_Written exercise 1:_
According to the article below on the FCC's historic review process, which three bodies entered into the Nationwide Programmatic Agreement?

_Page excerpt:_
--

FCC OK’s reopening of seemingly closed historic review process … eight years after the question is raised.

Getting governmental approval to build a tower can take a long time. As a recent FCC decision demonstrates, it can take a lot longer when the government can’t decide when the approval process has come to an end.

If you wanted to build a radio tower at any time in the last decade, you presumably ran into the “Nationwide Programmatic Agreement” (NPA). That’s an agreement – official full name: “the Nationwide Programmatic Agreement for the Review of Effects on Historic Properties for Certain Undertakings Approved by the Federal Communications Commission” – entered into by the Commission, the Advisory Council on Historic Preservation and the National Conference of State Historic Preservation Officers. (A copy of the NPA may be found here; related information may be found here.) As its name suggests, the NPA was adopted to avoid construction that would cause unacceptable disruption to historical or cultural interests.

The approval process imposed by the NPA is complicated for towers that come within its reach. Among other things, the NPA requires applicants to give the relevant State Historic Preservation Officer (SHPO) notice of the project. That notice must include (among other things): (a) a list of properties near the proposed tower site that are listed on (or eligible for listing on) the National Register; and (b) an evaluation of whether the proposed construction would adversely affect any such properties. If the SHPO “concurs in writing” that no historic properties would be affected, then, according to Section VII of the NPA, the process is “complete, and the Applicant may proceed with the project”.

That may look clear. Looks can be deceiving.

Back in 2006, Wireless Properties, Inc. (WPI) started the process to obtain approval for a new tower in Tennessee. Things went smoothly at first: WPI submitted the necessary paperwork (i.e., a completed FCC Form 620) to the Tennessee SHPO and, by March, 2006, the SHPO had concurred in writing that the proposal would not be a problem. WPI’s paperwork included a letter from a local historic expert who concluded that the tower would not have any adverse effect.

--

Position identification records

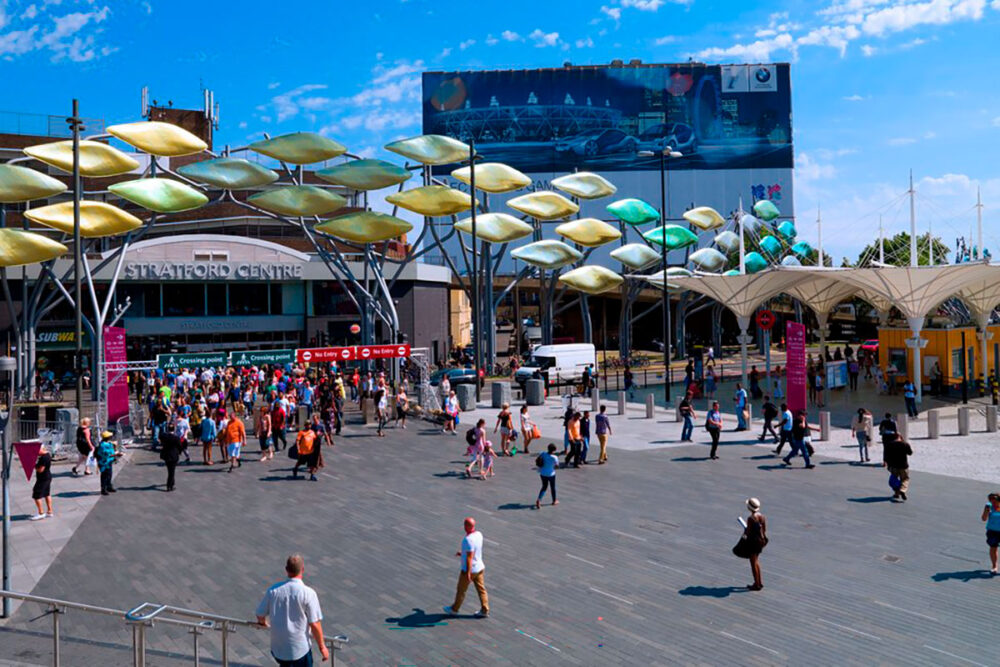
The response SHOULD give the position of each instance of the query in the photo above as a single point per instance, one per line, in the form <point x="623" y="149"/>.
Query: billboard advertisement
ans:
<point x="601" y="118"/>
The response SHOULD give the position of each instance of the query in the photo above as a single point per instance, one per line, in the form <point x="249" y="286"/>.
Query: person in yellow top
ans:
<point x="307" y="446"/>
<point x="235" y="435"/>
<point x="575" y="441"/>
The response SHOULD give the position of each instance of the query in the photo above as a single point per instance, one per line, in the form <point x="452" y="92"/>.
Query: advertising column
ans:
<point x="114" y="359"/>
<point x="795" y="366"/>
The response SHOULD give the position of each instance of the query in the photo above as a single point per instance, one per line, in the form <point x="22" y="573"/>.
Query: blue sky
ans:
<point x="879" y="86"/>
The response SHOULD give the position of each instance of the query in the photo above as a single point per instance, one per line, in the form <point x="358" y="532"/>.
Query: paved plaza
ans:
<point x="632" y="567"/>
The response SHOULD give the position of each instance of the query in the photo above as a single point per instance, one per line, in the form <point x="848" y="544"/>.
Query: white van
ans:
<point x="558" y="364"/>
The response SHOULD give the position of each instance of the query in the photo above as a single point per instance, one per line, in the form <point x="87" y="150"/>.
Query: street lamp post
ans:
<point x="664" y="215"/>
<point x="7" y="367"/>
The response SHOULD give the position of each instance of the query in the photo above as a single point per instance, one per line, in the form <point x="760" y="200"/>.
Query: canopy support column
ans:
<point x="743" y="321"/>
<point x="916" y="343"/>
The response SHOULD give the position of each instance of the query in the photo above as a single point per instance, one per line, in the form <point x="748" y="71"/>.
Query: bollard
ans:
<point x="824" y="425"/>
<point x="933" y="424"/>
<point x="963" y="421"/>
<point x="534" y="392"/>
<point x="499" y="394"/>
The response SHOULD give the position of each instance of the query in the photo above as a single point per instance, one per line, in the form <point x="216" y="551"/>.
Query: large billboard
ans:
<point x="604" y="117"/>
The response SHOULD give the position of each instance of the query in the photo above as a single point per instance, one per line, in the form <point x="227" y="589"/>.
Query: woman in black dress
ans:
<point x="42" y="490"/>
<point x="755" y="534"/>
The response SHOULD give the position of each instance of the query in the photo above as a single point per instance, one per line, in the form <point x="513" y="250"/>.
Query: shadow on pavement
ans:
<point x="421" y="619"/>
<point x="963" y="575"/>
<point x="712" y="592"/>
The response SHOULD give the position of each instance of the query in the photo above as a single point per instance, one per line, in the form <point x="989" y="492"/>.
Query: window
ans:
<point x="211" y="255"/>
<point x="216" y="298"/>
<point x="183" y="300"/>
<point x="247" y="299"/>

--

_Written exercise 2:_
Extract every line of the entries above that contains the string "billboard", matching case exactly.

_Complete answer 1:_
The Federal Communications Commission, the Advisory Council on Historic Preservation, and the National Conference of State Historic Preservation Officers.

_Complete answer 2:_
Query: billboard advertisement
Query: large billboard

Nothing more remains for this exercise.